GIVEN EXERCISE: Convert the records below into a Markdown table with two columns, Row and Text. Put a row number in Row and each line in Text, leaving out blank lines.

==================================================

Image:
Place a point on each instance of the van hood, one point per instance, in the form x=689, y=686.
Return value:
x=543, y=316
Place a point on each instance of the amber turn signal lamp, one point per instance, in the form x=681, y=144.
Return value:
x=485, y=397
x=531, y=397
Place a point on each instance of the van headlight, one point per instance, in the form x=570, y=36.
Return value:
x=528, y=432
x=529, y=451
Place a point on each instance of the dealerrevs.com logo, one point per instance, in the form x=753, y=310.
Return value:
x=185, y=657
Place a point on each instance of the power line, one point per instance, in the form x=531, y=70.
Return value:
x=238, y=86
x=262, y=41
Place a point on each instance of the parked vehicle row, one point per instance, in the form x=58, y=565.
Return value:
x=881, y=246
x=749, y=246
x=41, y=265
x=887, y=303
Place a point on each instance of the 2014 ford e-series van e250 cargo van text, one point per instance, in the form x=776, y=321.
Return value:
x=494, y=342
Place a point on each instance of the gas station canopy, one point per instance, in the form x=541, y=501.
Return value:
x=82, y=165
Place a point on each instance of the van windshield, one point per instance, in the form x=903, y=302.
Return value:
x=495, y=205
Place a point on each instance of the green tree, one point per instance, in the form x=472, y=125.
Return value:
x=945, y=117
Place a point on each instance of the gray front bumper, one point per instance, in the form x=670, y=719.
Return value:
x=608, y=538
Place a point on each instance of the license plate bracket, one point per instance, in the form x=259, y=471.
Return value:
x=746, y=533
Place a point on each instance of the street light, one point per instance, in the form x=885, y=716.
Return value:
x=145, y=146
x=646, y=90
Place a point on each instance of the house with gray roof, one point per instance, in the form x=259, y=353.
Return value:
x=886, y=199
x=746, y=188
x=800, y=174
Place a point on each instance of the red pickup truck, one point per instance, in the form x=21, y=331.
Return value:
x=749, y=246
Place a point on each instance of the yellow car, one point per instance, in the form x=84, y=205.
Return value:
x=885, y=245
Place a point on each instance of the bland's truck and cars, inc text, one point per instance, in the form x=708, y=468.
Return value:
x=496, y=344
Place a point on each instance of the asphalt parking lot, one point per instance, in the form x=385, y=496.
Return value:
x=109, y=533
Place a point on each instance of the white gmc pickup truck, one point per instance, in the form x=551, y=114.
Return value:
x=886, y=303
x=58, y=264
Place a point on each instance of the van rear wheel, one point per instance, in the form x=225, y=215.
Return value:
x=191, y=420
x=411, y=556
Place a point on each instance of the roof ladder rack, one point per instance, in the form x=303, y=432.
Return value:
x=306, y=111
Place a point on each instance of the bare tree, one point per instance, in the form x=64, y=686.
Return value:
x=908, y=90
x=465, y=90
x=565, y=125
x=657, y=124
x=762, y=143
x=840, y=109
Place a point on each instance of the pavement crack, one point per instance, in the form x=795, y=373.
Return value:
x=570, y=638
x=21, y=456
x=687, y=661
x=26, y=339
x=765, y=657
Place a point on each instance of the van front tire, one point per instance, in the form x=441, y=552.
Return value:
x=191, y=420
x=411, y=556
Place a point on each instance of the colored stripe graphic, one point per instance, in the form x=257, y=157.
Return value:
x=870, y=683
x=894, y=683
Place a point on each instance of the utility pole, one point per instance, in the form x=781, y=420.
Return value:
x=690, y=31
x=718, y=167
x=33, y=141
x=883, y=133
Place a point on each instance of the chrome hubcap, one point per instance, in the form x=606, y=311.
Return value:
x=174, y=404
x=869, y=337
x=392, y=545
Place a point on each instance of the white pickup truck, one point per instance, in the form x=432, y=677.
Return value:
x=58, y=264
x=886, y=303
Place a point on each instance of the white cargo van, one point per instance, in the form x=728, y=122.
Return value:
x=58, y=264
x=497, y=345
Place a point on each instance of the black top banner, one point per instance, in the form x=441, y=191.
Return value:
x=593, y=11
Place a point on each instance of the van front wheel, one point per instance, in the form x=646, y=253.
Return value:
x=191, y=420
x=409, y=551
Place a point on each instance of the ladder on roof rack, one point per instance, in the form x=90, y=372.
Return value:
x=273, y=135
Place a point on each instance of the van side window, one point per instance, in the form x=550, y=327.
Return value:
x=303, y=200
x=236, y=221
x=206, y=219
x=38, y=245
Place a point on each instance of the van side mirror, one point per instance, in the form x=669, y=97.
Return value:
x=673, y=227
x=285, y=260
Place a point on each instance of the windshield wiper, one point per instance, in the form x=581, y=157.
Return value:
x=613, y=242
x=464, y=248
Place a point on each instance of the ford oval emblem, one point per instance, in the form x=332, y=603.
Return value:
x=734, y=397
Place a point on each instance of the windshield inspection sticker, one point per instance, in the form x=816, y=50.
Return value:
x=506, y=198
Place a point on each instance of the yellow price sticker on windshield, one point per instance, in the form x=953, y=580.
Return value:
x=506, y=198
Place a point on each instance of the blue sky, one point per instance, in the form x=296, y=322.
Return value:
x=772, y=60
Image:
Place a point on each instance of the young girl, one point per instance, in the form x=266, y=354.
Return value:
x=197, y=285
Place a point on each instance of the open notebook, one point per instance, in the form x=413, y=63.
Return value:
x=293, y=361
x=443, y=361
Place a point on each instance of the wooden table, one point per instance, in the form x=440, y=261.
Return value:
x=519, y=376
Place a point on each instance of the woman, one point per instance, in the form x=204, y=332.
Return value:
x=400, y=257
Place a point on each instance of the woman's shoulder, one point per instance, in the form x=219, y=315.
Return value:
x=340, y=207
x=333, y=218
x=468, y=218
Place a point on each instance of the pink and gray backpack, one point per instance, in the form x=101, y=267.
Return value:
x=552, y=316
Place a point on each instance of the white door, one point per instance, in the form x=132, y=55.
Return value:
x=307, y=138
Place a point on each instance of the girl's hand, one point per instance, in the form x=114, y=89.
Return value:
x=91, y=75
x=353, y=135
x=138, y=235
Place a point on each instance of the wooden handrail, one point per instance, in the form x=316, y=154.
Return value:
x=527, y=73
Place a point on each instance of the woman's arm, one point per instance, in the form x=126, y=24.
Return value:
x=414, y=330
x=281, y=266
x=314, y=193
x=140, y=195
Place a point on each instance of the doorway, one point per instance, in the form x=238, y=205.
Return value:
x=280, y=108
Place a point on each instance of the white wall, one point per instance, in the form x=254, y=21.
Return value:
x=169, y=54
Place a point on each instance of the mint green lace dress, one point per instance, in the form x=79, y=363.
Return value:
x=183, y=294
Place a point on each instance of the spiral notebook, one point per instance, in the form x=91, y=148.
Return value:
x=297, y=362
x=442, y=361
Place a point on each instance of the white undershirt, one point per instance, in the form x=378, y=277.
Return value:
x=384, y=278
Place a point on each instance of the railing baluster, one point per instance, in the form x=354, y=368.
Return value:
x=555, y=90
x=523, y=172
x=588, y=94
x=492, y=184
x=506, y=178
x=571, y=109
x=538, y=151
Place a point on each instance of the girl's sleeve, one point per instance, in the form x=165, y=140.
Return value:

==================================================

SOLUTION:
| Row | Text |
|---|---|
| 1 | Image: |
| 2 | Place a point on each instance of the van hood, one point per instance, in the form x=689, y=686. |
| 3 | Return value: |
| 4 | x=543, y=316 |
| 5 | Place a point on each instance of the amber turn signal lamp, one point per instance, in the form x=681, y=144. |
| 6 | Return value: |
| 7 | x=485, y=397 |
| 8 | x=531, y=397 |
| 9 | Place a point on each instance of the van headlight, one point per instance, in the form x=570, y=36. |
| 10 | Return value: |
| 11 | x=528, y=432 |
| 12 | x=529, y=451 |
| 13 | Place a point on each instance of the dealerrevs.com logo, one point per instance, in the form x=753, y=310. |
| 14 | Return value: |
| 15 | x=185, y=657 |
| 16 | Place a point on each instance of the power line, one point per instance, in the form x=531, y=70. |
| 17 | Return value: |
| 18 | x=238, y=86 |
| 19 | x=262, y=41 |
| 20 | Place a point on each instance of the parked vehicle row, one point per instance, in the form x=58, y=565. |
| 21 | Return value: |
| 22 | x=881, y=246 |
| 23 | x=749, y=246 |
| 24 | x=41, y=265 |
| 25 | x=887, y=303 |
| 26 | Place a point on each instance of the 2014 ford e-series van e250 cargo van text, one point per instance, in the form x=776, y=321. |
| 27 | Return value: |
| 28 | x=494, y=342 |
| 29 | Place a point on each instance of the gas station canopy, one point per instance, in the form x=541, y=501. |
| 30 | Return value: |
| 31 | x=82, y=165 |
| 32 | Place a point on each instance of the van windshield, one point per instance, in the form x=903, y=302. |
| 33 | Return value: |
| 34 | x=495, y=205 |
| 35 | Place a point on each instance of the green tree, one point per instance, in the form x=472, y=125. |
| 36 | Return value: |
| 37 | x=945, y=117 |
| 38 | Place a point on each instance of the gray front bumper, one point per instance, in the form x=670, y=719. |
| 39 | Return value: |
| 40 | x=608, y=538 |
| 41 | Place a point on each instance of the license plate bracket, one point per instance, in the form x=259, y=471. |
| 42 | Return value: |
| 43 | x=746, y=533 |
| 44 | Place a point on each instance of the street light, one point per instance, in the form x=885, y=716. |
| 45 | Return value: |
| 46 | x=145, y=146 |
| 47 | x=646, y=90 |
| 48 | Place a point on each instance of the house with gray roof, one point per instance, in the form x=259, y=353. |
| 49 | Return value: |
| 50 | x=886, y=199 |
| 51 | x=746, y=188 |
| 52 | x=800, y=174 |
| 53 | Place a point on each instance of the red pickup truck, one point per instance, in the form x=21, y=331. |
| 54 | Return value: |
| 55 | x=749, y=246 |
| 56 | Place a point on each instance of the yellow car, one point per instance, in the form x=84, y=205. |
| 57 | Return value: |
| 58 | x=885, y=245 |
| 59 | Place a point on each instance of the bland's truck and cars, inc text, one point per instance, in the form x=708, y=468. |
| 60 | Return value: |
| 61 | x=496, y=344 |
| 62 | Place a point on each instance of the asphalt parking lot, one point per instance, in the form x=385, y=496. |
| 63 | Return value: |
| 64 | x=109, y=533 |
| 65 | Place a point on each instance of the white gmc pickup truck, one point per instance, in the form x=551, y=114. |
| 66 | Return value: |
| 67 | x=886, y=303 |
| 68 | x=58, y=264 |
| 69 | Place a point on each instance of the van rear wheel, one point per instance, in the form x=225, y=215. |
| 70 | Return value: |
| 71 | x=191, y=420 |
| 72 | x=411, y=556 |
| 73 | Place a point on each instance of the roof ladder rack, one point per instance, in the form x=303, y=432. |
| 74 | Return value: |
| 75 | x=306, y=111 |
| 76 | Place a point on each instance of the bare tree, one point per instance, in the form x=64, y=686. |
| 77 | Return value: |
| 78 | x=908, y=90 |
| 79 | x=465, y=90 |
| 80 | x=565, y=125 |
| 81 | x=657, y=124 |
| 82 | x=762, y=143 |
| 83 | x=840, y=109 |
| 84 | Place a point on each instance of the pavement crack, one point per instance, in the form x=795, y=373. |
| 85 | Return value: |
| 86 | x=570, y=638 |
| 87 | x=21, y=456 |
| 88 | x=687, y=661 |
| 89 | x=26, y=339 |
| 90 | x=765, y=657 |
| 91 | Place a point on each instance of the van front tire, one point per instance, in the form x=441, y=552. |
| 92 | Return value: |
| 93 | x=191, y=420 |
| 94 | x=411, y=556 |
| 95 | Place a point on each instance of the colored stripe graphic, one point per instance, in the form x=257, y=157. |
| 96 | Return value: |
| 97 | x=870, y=683 |
| 98 | x=894, y=683 |
| 99 | Place a point on each instance of the utility pole, one point per instance, in the form x=781, y=420. |
| 100 | Return value: |
| 101 | x=690, y=31 |
| 102 | x=718, y=167 |
| 103 | x=33, y=141 |
| 104 | x=883, y=133 |
| 105 | Place a point on each instance of the chrome hubcap, one point per instance, in the form x=606, y=311. |
| 106 | Return value: |
| 107 | x=174, y=404 |
| 108 | x=869, y=337 |
| 109 | x=392, y=545 |
| 110 | Place a point on each instance of the white pickup truck, one point per instance, in the form x=432, y=677. |
| 111 | Return value: |
| 112 | x=58, y=264 |
| 113 | x=886, y=303 |
| 114 | Place a point on each instance of the white cargo van, one point per instance, in the form x=728, y=122. |
| 115 | Return value: |
| 116 | x=58, y=264 |
| 117 | x=497, y=345 |
| 118 | Place a point on each instance of the black top banner, one point per instance, in the form x=441, y=191. |
| 119 | Return value: |
| 120 | x=593, y=11 |
| 121 | Place a point on each instance of the van front wheel, one point per instance, in the form x=646, y=253. |
| 122 | Return value: |
| 123 | x=191, y=420 |
| 124 | x=409, y=551 |
| 125 | Place a point on each instance of the ladder on roof rack, one point per instance, in the form x=90, y=372. |
| 126 | Return value: |
| 127 | x=273, y=135 |
| 128 | Place a point on each instance of the van side window, one point per instance, in the form x=550, y=327. |
| 129 | Return value: |
| 130 | x=303, y=200 |
| 131 | x=236, y=221 |
| 132 | x=206, y=219 |
| 133 | x=38, y=245 |
| 134 | Place a point on each instance of the van side mirror, one point per instance, in the form x=669, y=97. |
| 135 | Return value: |
| 136 | x=673, y=227 |
| 137 | x=285, y=260 |
| 138 | Place a point on each instance of the windshield wiper, one point per instance, in the form x=581, y=157. |
| 139 | Return value: |
| 140 | x=613, y=242 |
| 141 | x=464, y=248 |
| 142 | Place a point on each instance of the ford oval emblem, one point per instance, in the form x=332, y=603. |
| 143 | Return value: |
| 144 | x=734, y=397 |
| 145 | Place a point on each instance of the windshield inspection sticker, one point per instance, in the form x=816, y=50. |
| 146 | Return value: |
| 147 | x=506, y=198 |
| 148 | Place a point on each instance of the yellow price sticker on windshield, one point per instance, in the form x=953, y=580. |
| 149 | Return value: |
| 150 | x=506, y=198 |
| 151 | Place a point on each instance of the blue sky, one point per instance, in the form x=296, y=322. |
| 152 | Return value: |
| 153 | x=772, y=60 |
| 154 | Image: |
| 155 | Place a point on each instance of the young girl, one point per instance, in the form x=266, y=354. |
| 156 | Return value: |
| 157 | x=197, y=285 |
| 158 | Place a point on each instance of the open notebook, one point per instance, in the form x=413, y=63. |
| 159 | Return value: |
| 160 | x=293, y=361 |
| 161 | x=443, y=361 |
| 162 | Place a point on each instance of the wooden table, one point per instance, in the form x=440, y=261. |
| 163 | Return value: |
| 164 | x=519, y=376 |
| 165 | Place a point on each instance of the woman, one point per instance, in the form x=204, y=332. |
| 166 | Return value: |
| 167 | x=400, y=257 |
| 168 | Place a point on each instance of the woman's shoulder, one point per instance, in the form x=219, y=315. |
| 169 | Return value: |
| 170 | x=340, y=207 |
| 171 | x=333, y=218 |
| 172 | x=468, y=218 |
| 173 | Place a point on each instance of the pink and gray backpack, one point per instance, in the form x=101, y=267. |
| 174 | Return value: |
| 175 | x=552, y=316 |
| 176 | Place a point on each instance of the white door, one point per instance, in the form x=132, y=55. |
| 177 | Return value: |
| 178 | x=307, y=138 |
| 179 | Place a point on each instance of the girl's hand, one point per instance, in the form x=114, y=89. |
| 180 | Return value: |
| 181 | x=91, y=75 |
| 182 | x=353, y=135 |
| 183 | x=138, y=235 |
| 184 | Place a point on each instance of the wooden handrail, one point per instance, in the form x=316, y=154. |
| 185 | Return value: |
| 186 | x=527, y=73 |
| 187 | Place a point on each instance of the woman's arm, one point per instance, in the form x=126, y=24. |
| 188 | Return value: |
| 189 | x=414, y=330 |
| 190 | x=281, y=266 |
| 191 | x=314, y=193 |
| 192 | x=140, y=195 |
| 193 | Place a point on each instance of the doorway, one point per instance, in the form x=238, y=205. |
| 194 | Return value: |
| 195 | x=280, y=108 |
| 196 | Place a point on each instance of the white wall, one point per instance, in the form x=254, y=21. |
| 197 | Return value: |
| 198 | x=169, y=54 |
| 199 | Place a point on each instance of the mint green lace dress, one point per instance, in the form x=79, y=363. |
| 200 | Return value: |
| 201 | x=183, y=294 |
| 202 | Place a point on each instance of the spiral notebook, one point per instance, in the form x=91, y=148. |
| 203 | Return value: |
| 204 | x=297, y=362 |
| 205 | x=442, y=361 |
| 206 | Place a point on each instance of the white undershirt, one point per instance, in the form x=378, y=277. |
| 207 | Return value: |
| 208 | x=384, y=278 |
| 209 | Place a point on each instance of the railing baluster, one point per instance, in the form x=354, y=368. |
| 210 | Return value: |
| 211 | x=555, y=90 |
| 212 | x=523, y=172 |
| 213 | x=588, y=94 |
| 214 | x=492, y=184 |
| 215 | x=506, y=178 |
| 216 | x=571, y=109 |
| 217 | x=538, y=151 |
| 218 | Place a point on each instance of the girl's sleeve, one point per instance, in the form x=165, y=140. |
| 219 | Return value: |